Saved entries:

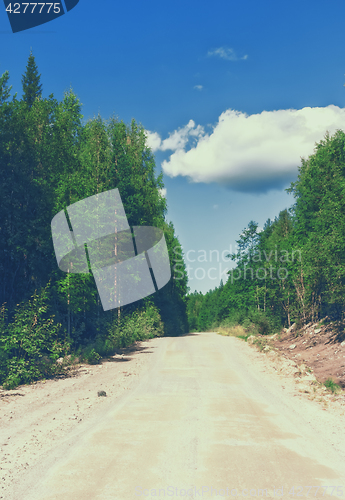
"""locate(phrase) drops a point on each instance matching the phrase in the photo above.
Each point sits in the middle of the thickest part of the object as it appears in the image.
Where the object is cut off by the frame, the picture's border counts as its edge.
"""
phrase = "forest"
(293, 270)
(51, 158)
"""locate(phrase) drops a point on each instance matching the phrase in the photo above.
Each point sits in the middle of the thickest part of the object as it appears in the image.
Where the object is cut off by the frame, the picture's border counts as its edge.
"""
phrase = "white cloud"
(226, 53)
(177, 140)
(153, 140)
(250, 153)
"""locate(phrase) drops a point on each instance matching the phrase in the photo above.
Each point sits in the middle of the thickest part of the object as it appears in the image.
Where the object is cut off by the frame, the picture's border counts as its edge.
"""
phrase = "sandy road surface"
(203, 420)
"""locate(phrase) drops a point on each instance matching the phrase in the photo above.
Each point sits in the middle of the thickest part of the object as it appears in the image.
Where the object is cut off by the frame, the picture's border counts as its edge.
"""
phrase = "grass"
(332, 386)
(234, 331)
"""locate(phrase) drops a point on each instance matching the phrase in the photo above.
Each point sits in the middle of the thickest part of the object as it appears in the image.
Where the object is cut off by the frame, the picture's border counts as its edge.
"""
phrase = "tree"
(5, 90)
(32, 89)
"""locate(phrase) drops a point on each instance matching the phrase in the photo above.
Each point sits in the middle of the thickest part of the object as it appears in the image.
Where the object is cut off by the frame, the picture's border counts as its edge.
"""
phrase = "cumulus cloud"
(153, 140)
(250, 153)
(226, 53)
(177, 140)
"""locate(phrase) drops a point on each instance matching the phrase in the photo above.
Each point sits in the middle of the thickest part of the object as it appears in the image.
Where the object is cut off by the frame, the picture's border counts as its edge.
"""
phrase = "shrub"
(332, 386)
(30, 344)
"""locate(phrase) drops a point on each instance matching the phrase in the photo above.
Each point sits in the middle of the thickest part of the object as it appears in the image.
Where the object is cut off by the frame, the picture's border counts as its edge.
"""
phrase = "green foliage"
(30, 343)
(91, 356)
(32, 89)
(49, 160)
(139, 325)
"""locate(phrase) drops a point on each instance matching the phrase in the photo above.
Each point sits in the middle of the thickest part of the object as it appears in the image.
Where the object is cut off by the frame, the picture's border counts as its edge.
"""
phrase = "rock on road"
(202, 421)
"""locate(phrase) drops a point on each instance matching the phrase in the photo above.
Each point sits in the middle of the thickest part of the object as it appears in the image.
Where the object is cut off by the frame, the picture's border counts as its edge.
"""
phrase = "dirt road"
(203, 420)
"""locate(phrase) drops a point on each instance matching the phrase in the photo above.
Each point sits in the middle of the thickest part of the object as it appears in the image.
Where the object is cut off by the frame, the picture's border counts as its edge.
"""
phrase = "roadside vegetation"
(50, 159)
(293, 270)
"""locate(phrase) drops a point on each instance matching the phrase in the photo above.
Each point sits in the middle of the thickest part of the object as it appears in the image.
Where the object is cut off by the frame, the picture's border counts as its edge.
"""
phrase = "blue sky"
(232, 94)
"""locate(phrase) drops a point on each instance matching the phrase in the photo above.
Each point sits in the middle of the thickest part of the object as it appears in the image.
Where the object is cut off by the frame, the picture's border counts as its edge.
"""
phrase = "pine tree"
(5, 90)
(32, 87)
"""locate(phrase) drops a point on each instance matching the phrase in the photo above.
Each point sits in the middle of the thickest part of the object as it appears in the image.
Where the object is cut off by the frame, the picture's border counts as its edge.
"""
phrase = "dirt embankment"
(311, 355)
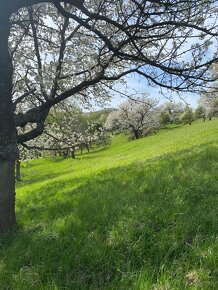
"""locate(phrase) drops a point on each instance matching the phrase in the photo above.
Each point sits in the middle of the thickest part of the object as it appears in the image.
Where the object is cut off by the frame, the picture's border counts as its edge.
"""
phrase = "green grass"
(137, 215)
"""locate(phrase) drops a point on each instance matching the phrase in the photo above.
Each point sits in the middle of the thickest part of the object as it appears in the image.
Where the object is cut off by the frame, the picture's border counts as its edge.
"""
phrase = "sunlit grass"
(138, 215)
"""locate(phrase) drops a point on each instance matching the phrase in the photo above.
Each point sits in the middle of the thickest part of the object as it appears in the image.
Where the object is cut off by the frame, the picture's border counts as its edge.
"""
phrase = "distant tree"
(200, 112)
(170, 112)
(187, 117)
(138, 117)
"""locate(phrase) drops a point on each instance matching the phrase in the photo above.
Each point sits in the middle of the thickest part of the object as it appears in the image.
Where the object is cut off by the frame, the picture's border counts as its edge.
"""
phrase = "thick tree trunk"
(8, 139)
(17, 170)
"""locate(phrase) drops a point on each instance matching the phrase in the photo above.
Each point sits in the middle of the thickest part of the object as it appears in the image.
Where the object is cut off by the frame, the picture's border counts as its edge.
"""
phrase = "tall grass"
(137, 215)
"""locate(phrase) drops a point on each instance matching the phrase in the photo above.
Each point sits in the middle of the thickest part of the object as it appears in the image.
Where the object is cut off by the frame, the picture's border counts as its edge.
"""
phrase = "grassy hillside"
(138, 215)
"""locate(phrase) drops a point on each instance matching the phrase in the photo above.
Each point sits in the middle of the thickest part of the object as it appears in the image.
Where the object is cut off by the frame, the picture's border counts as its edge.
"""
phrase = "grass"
(138, 215)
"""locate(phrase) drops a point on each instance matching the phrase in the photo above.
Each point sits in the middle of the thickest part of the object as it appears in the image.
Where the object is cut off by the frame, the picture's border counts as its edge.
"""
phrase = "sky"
(136, 83)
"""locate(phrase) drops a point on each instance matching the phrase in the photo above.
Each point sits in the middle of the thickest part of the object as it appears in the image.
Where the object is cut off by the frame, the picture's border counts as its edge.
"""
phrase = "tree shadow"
(103, 232)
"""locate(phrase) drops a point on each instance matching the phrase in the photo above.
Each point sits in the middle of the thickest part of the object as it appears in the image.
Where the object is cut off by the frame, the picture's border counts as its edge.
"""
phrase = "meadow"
(137, 215)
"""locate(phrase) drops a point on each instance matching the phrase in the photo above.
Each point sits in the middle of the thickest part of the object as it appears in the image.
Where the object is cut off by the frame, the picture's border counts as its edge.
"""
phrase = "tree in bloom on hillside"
(139, 117)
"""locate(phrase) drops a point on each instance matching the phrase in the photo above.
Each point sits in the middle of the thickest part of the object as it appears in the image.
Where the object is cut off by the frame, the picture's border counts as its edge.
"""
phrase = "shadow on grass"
(125, 228)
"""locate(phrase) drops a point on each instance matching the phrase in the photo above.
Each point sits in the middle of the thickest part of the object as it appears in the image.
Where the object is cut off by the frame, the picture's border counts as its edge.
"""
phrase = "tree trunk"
(136, 134)
(17, 166)
(8, 139)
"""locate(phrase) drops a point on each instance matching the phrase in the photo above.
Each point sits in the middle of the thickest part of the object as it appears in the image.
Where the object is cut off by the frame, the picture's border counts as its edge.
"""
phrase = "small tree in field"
(187, 116)
(170, 112)
(51, 50)
(138, 117)
(200, 112)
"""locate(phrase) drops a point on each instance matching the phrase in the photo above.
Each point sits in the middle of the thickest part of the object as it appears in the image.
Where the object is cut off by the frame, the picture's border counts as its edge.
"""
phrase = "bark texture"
(8, 139)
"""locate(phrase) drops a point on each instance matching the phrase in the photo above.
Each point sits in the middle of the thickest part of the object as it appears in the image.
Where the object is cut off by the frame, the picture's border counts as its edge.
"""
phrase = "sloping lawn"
(138, 215)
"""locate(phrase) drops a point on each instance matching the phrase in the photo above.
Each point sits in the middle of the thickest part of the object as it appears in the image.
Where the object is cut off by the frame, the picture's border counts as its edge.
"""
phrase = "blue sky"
(135, 83)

EXERCISE DESCRIPTION: Skip the pictures and transcribe the rest of the records exactly.

YOUR SOLUTION:
"""locate(phrase) drops a point on each instance matching the phrase in the photo above.
Each point sits in the middle of the thickest part of the object as it appears in the image.
Where the object is cut off by the frame, the picture's border counts as its edge.
"""
phrase = "forest"
(293, 270)
(51, 158)
"""locate(phrase) drops a point on each instance matching the phrase in the photo above.
Each point sits in the middle of the thickest part of the object as it appears in the image.
Where the object is cut off by the frame, the picture's border counts as its edge.
"""
phrase = "white cloud"
(226, 53)
(177, 140)
(153, 140)
(250, 153)
"""locate(phrase) drops a point on each instance matching the phrase in the photo above.
Each point sits in the middle of the thickest part of the object as it appears in the image.
Where the object is cut off by the frame, the picture's border counts as its edge.
"""
phrase = "sandy road surface"
(203, 420)
"""locate(phrase) drops a point on each instance matching the phrase in the photo above.
Each point sits in the middle of the thickest part of the object as it appears in the image.
Where the object is cut off by the frame, the picture's border counts as its edge.
"""
phrase = "grass"
(332, 386)
(234, 331)
"""locate(phrase) drops a point on each instance matching the phrase in the photo above.
Each point sits in the middle of the thickest part of the object as it appears in the image.
Where the object is cut off by the frame, the picture's border counts as its edge.
"""
phrase = "tree"
(5, 90)
(32, 89)
"""locate(phrase) drops a point on each instance matching the phrase in the photo above.
Each point sits in the middle of the thickest part of the object as it appears in the image.
Where the object is cut off by the frame, the picture's border counts as its edge.
"""
phrase = "cumulus cloud"
(153, 140)
(250, 153)
(226, 53)
(177, 140)
"""locate(phrase) drops a point on each instance matching the phrase in the photo above.
Each point sits in the middle of the thickest part of the object as it appears in the image.
Where the object is cut off by the frame, the picture's border counts as its edge.
"""
phrase = "shrub"
(332, 386)
(30, 344)
"""locate(phrase) drops a point on each instance matching the phrase in the photo above.
Each point sits in the middle of the thickest part of the object as it appears in the image.
Where the object is cut off by the frame, the picture's border counts as its edge.
"""
phrase = "green foliage"
(30, 343)
(91, 356)
(32, 89)
(49, 160)
(139, 325)
"""locate(phrase) drops a point on each instance matching the phrase in the photo above.
Each point sits in the middle of the thickest part of the object as it appears in the image.
Where the object is cut off by the frame, the picture's border counts as its edge.
"""
phrase = "rock on road"
(202, 421)
"""locate(phrase) drops a point on each instance matching the phrase in the photo above.
Each point sits in the middle of the thickest part of the object as it appears in the image.
Where the object is cut off by the frame, the picture's border counts as its edge.
"""
phrase = "dirt road"
(203, 420)
"""locate(phrase) drops a point on each instance matching the phrase in the photo above.
Each point sits in the middle of the thickest part of the object as it appears in the image.
Where the object is cut off by the frame, the picture's border counts as its edge.
"""
phrase = "roadside vegetation"
(50, 159)
(293, 270)
"""locate(phrase) drops a point on each instance matching the phrase in the photo above.
Each point sits in the middle of the thickest part of the object as it appears in the image.
Where the object is cut off by the frame, the picture's border counts as its edge.
"""
phrase = "blue sky"
(232, 94)
"""locate(phrase) drops a point on each instance matching the phrase in the photo above.
Each point sits in the middle of the thickest part of the object as it appears in the image.
Where the object is cut off by the frame, the picture's border counts as its edge.
"""
phrase = "pine tree"
(5, 90)
(32, 87)
"""locate(phrase) drops a point on each instance matching the phrase in the photo above.
Each point sits in the middle of the thickest part of the object as it appears in the image.
Where the object is cut off by the frame, the picture's border counts as its edge.
"""
phrase = "dirt embankment"
(311, 355)
"""locate(phrase) drops a point on each instance matching the phrase in the photo above.
Each point sits in the middle of the thickest part of the object as it appears in the image.
Where the object is cut off by the frame, the picture's border counts as its edge.
"""
phrase = "green grass"
(137, 215)
"""locate(phrase) drops a point on each instance matching the phrase in the photo above.
Each point sits in the middle of the thickest part of the object as it appears in the image.
Where the object is cut off by the frame, the picture's border counts as its edge.
"""
phrase = "sunlit grass"
(138, 215)
"""locate(phrase) drops a point on each instance matching the phrase in the photo above.
Each point sits in the middle of the thickest part of the object as it appears in the image.
Where the object is cut off by the frame, the picture's border counts as its edge.
"""
phrase = "distant tree"
(200, 112)
(170, 112)
(187, 117)
(138, 117)
"""locate(phrase) drops a point on each instance matching the phrase in the photo above.
Each point sits in the middle of the thickest part of the object as it appears in the image.
Where the object is cut off by the frame, the picture's border counts as its edge.
"""
phrase = "thick tree trunk"
(8, 139)
(17, 170)
"""locate(phrase) drops a point on each instance matching the phrase in the photo above.
Each point sits in the middle of the thickest part of the object as it appears in the image.
Where the object is cut off by the frame, the picture's border counts as its edge.
"""
phrase = "tall grass"
(137, 215)
"""locate(phrase) drops a point on each instance matching the phrase in the photo above.
Each point sits in the middle of the thickest part of the object as it appears in the image.
Where the object is cut off by the frame, the picture's border counts as its edge.
"""
phrase = "grassy hillside"
(138, 215)
"""locate(phrase) drops a point on each instance matching the phrase in the photo above.
Each point sits in the middle of the thickest part of the object as it appears in the image.
Where the object is cut off by the frame, the picture's border counts as its edge.
"""
phrase = "grass"
(138, 215)
"""locate(phrase) drops a point on each instance matching the phrase in the photo above.
Each point sits in the middle of the thickest part of the object as it appears in the image.
Where the object is cut off by the frame, the picture's border counts as its edge.
"""
phrase = "sky"
(136, 83)
"""locate(phrase) drops a point on each instance matching the phrase in the photo above.
Each point sits in the middle of the thickest part of the object as it appears in the image.
Where the object is cut off by the frame, the picture's border counts as its edge.
"""
phrase = "tree shadow"
(103, 232)
"""locate(phrase) drops a point on each instance matching the phrase in the photo above.
Each point sits in the middle of the thickest part of the object as it appears in the image.
Where the object is cut off by the frame, the picture's border counts as its edge.
"""
phrase = "meadow"
(137, 215)
"""locate(phrase) drops a point on each instance matching the phrase in the photo above.
Each point sits in the middle of the thickest part of the object as it appears in the image.
Where the object is cut off by the frame, the picture's border counts as its edge.
"""
phrase = "tree in bloom on hillside"
(139, 117)
"""locate(phrase) drops a point on each instance matching the phrase in the photo above.
Each point sits in the middle of the thickest part of the object as it appears in the image.
Where the object is cut off by the frame, the picture's border counts as its edge.
"""
phrase = "shadow on grass"
(125, 228)
"""locate(phrase) drops a point on each instance matching the phrase in the photo above.
Each point sits in the middle of the thickest part of the object as it appears in the image.
Where the object is cut off by the frame, the picture's border counts as its edge.
"""
phrase = "tree trunk"
(136, 134)
(17, 166)
(8, 139)
"""locate(phrase) drops a point on each instance matching the phrase in the photo above.
Each point sits in the middle of the thickest part of the object as it appears in the image.
Where the object is cut off by the frame, the picture's border counts as its edge.
"""
phrase = "small tree in field"
(187, 116)
(170, 112)
(51, 50)
(138, 117)
(200, 112)
"""locate(phrase) drops a point on each instance matching the phrase in the photo above.
Each point sits in the middle of the thickest part of the object as it appears in the image.
Where the object is cut off by the frame, the picture's border counts as its edge.
"""
phrase = "bark texture"
(8, 139)
"""locate(phrase) drops a point on each instance matching the phrase in the photo above.
Each point sits in the middle of the thickest part of the object as it appears in the image.
Where the object is cut off by the frame, the picture's border counts as its edge.
"""
phrase = "sloping lawn"
(138, 215)
"""locate(phrase) drops a point on each instance matching the phrase in the photo above.
Each point sits in the middle of the thickest part of the object as it appears in the image.
Where the object is cut off by the frame, the picture's border counts as its edge.
"""
phrase = "blue sky"
(135, 83)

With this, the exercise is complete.